Saved data entries:
————————

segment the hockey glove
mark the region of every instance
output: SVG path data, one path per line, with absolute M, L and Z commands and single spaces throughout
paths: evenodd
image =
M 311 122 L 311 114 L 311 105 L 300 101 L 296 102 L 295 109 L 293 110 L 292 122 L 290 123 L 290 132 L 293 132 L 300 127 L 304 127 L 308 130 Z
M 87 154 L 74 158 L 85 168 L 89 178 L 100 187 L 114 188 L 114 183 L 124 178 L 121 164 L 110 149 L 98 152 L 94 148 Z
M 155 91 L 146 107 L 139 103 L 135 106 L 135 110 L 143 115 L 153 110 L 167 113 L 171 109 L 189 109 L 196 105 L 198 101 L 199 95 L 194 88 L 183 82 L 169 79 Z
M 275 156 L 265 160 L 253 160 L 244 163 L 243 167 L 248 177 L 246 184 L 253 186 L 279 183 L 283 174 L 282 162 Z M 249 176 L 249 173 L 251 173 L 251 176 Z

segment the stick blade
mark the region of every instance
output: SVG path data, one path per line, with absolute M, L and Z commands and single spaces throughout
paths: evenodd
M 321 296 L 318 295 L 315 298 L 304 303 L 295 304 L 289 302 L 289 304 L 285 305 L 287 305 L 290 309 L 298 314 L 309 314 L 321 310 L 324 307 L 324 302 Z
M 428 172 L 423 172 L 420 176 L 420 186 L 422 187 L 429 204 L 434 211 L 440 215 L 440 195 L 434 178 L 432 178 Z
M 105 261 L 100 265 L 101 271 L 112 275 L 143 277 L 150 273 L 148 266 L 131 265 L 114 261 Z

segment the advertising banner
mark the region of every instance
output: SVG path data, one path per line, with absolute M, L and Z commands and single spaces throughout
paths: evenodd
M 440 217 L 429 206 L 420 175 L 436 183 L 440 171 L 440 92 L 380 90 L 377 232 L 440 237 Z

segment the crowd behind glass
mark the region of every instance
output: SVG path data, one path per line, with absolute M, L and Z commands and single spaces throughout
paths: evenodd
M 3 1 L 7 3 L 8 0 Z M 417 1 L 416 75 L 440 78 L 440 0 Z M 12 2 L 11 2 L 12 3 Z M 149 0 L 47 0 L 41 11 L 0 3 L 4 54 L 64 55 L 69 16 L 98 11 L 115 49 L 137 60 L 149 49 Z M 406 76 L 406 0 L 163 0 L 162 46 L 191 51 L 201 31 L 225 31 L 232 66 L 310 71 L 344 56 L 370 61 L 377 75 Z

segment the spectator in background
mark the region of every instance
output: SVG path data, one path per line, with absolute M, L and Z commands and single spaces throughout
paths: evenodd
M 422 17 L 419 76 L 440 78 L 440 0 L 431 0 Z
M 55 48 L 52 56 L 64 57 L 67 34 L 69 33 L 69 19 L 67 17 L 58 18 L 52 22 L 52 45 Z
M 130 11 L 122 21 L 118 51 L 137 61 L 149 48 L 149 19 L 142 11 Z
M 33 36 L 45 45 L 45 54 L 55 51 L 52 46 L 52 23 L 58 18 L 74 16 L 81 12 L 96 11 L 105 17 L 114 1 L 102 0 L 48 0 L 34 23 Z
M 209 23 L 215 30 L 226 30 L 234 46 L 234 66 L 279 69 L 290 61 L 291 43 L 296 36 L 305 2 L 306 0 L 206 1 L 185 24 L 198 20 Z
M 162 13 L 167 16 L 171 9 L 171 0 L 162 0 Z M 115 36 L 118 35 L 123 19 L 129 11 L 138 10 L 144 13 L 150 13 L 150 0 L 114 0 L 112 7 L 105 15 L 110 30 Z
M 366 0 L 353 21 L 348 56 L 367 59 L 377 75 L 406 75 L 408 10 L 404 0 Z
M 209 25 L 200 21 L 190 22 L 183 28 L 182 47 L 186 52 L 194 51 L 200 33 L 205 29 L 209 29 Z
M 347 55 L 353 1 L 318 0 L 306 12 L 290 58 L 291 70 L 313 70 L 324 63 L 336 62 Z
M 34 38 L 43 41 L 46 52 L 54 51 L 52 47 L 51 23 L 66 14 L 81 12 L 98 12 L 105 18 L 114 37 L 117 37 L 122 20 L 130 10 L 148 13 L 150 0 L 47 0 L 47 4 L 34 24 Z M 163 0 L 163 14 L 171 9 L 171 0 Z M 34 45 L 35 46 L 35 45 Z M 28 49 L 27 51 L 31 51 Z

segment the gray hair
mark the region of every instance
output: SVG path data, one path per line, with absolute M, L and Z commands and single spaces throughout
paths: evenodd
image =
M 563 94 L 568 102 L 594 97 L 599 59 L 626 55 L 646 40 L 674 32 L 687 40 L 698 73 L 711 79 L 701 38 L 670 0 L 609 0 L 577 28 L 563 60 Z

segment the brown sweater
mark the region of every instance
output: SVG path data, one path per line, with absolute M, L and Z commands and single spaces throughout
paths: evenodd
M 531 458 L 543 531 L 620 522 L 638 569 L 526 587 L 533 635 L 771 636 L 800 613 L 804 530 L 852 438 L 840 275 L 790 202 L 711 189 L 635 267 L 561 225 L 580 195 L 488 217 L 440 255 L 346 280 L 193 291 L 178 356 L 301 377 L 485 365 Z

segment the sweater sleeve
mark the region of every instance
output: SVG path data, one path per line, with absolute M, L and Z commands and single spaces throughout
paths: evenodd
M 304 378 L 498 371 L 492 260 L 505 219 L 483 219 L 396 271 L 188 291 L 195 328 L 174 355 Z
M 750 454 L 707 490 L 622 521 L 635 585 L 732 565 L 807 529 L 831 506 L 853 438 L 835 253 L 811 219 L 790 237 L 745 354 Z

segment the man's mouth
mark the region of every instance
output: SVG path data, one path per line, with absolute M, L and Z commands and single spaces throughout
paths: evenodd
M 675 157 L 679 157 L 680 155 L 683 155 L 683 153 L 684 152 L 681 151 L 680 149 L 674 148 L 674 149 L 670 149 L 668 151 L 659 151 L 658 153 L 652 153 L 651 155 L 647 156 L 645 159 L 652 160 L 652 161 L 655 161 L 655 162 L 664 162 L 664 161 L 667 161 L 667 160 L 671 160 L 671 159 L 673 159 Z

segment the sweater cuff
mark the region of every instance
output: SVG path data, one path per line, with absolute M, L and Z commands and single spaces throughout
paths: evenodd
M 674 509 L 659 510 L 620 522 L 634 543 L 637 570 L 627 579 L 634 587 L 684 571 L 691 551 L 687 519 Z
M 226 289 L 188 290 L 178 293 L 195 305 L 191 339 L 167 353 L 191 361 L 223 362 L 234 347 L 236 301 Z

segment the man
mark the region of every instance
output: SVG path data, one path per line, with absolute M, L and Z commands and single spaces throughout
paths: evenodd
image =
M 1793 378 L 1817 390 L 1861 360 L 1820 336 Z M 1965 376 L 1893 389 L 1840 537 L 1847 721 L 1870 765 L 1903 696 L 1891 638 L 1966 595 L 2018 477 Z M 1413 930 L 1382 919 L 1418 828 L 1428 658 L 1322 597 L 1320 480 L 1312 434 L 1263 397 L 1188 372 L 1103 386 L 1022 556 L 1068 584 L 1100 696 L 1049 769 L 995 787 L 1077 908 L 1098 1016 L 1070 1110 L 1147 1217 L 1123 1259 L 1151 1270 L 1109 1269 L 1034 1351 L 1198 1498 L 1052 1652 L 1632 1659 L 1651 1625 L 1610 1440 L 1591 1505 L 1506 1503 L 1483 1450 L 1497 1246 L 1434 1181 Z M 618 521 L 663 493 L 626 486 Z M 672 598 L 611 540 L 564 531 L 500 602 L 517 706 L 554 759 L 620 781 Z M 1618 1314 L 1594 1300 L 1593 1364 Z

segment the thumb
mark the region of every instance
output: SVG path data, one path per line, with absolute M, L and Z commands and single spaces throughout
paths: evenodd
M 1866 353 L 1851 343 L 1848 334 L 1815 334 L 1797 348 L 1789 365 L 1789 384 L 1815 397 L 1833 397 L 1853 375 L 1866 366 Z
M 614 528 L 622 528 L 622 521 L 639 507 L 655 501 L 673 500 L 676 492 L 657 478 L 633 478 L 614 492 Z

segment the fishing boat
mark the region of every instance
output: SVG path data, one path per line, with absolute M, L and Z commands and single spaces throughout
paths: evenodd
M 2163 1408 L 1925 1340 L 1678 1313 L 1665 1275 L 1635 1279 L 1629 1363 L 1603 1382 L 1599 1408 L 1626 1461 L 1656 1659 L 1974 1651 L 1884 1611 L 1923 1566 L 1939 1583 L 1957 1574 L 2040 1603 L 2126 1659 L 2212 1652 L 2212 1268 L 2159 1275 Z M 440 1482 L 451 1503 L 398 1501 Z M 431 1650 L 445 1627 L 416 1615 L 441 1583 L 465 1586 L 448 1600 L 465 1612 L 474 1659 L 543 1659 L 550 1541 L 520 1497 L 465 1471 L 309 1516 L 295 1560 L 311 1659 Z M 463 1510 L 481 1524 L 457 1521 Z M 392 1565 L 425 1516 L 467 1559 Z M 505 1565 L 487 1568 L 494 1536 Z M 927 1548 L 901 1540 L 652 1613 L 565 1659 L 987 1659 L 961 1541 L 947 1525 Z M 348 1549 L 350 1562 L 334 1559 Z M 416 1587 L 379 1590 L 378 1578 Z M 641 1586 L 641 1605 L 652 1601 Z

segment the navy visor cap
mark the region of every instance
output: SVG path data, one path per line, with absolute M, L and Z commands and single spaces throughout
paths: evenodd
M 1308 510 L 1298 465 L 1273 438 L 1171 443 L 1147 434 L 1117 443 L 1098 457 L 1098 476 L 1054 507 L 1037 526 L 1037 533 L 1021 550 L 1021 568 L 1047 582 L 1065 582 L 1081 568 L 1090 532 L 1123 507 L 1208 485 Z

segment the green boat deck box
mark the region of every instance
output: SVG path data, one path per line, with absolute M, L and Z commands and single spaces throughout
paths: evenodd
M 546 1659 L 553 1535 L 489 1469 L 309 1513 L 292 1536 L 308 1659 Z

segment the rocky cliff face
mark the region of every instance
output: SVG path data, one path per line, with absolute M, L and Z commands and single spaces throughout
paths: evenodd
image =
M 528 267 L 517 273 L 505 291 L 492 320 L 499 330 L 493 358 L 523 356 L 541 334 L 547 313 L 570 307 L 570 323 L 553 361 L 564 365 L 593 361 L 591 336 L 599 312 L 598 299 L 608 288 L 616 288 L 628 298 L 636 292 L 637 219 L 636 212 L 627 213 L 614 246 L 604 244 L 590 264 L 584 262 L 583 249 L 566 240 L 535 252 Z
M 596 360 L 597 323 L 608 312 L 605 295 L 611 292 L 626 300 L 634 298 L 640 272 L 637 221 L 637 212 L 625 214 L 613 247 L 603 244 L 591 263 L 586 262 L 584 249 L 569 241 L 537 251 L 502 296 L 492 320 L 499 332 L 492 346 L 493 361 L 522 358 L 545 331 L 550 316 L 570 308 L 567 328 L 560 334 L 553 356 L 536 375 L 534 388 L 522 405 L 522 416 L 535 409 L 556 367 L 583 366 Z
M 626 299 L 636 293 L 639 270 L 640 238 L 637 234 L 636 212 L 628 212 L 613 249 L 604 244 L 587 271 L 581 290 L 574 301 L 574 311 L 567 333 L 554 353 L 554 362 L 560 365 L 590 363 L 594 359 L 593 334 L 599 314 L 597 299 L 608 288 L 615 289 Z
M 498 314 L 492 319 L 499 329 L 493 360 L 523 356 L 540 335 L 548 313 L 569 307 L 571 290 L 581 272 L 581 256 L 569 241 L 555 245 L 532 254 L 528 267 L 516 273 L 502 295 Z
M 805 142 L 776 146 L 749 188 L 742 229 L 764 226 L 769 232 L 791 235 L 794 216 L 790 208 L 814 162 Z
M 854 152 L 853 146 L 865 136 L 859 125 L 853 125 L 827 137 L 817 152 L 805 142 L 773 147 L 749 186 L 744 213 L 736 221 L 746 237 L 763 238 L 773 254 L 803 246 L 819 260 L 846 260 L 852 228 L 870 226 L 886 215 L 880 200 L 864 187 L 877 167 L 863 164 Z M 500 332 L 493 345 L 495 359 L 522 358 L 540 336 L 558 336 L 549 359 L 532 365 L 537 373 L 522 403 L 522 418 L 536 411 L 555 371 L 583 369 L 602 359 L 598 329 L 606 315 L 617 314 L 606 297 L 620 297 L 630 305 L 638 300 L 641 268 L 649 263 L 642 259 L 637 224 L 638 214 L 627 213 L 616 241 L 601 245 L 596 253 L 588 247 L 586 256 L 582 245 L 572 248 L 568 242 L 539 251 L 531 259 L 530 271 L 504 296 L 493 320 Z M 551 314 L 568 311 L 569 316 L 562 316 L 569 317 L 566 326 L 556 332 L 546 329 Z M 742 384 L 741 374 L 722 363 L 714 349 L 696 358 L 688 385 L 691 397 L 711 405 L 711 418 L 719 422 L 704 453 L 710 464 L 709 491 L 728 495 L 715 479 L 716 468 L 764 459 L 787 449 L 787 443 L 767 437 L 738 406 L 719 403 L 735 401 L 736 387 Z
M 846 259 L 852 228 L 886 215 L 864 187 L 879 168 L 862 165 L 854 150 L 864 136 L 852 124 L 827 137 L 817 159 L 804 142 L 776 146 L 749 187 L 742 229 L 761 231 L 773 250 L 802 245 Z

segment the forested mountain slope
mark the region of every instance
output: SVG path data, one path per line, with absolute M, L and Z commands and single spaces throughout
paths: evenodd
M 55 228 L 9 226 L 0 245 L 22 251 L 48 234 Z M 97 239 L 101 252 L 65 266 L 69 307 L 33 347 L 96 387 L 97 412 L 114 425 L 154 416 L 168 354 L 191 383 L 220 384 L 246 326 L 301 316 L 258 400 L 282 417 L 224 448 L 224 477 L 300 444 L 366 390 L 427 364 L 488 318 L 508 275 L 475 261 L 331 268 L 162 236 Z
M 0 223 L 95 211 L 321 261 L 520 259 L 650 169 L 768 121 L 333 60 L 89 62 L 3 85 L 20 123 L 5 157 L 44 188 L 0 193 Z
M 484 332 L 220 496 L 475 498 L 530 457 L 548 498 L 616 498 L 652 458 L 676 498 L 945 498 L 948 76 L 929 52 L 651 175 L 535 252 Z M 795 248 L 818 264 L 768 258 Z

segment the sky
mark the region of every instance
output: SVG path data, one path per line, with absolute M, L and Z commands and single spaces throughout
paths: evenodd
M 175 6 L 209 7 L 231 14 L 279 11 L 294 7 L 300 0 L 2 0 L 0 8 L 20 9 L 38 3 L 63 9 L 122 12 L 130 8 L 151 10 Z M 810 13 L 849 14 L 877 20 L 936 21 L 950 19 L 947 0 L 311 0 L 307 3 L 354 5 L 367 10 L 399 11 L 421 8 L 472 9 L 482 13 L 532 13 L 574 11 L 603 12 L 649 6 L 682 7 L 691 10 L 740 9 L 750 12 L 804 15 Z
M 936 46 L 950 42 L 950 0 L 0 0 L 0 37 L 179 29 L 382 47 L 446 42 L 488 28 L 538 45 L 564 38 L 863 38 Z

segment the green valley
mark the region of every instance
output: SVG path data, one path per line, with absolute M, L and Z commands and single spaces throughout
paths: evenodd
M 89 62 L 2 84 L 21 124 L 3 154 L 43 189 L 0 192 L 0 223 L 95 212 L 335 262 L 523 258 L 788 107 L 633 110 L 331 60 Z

————————

ABOUT THIS TASK: The lines sought are those in the data above that include the string "boat"; copy each one.

RESPONSE TO THE EXERCISE:
segment the fishing boat
segment the green boat deck box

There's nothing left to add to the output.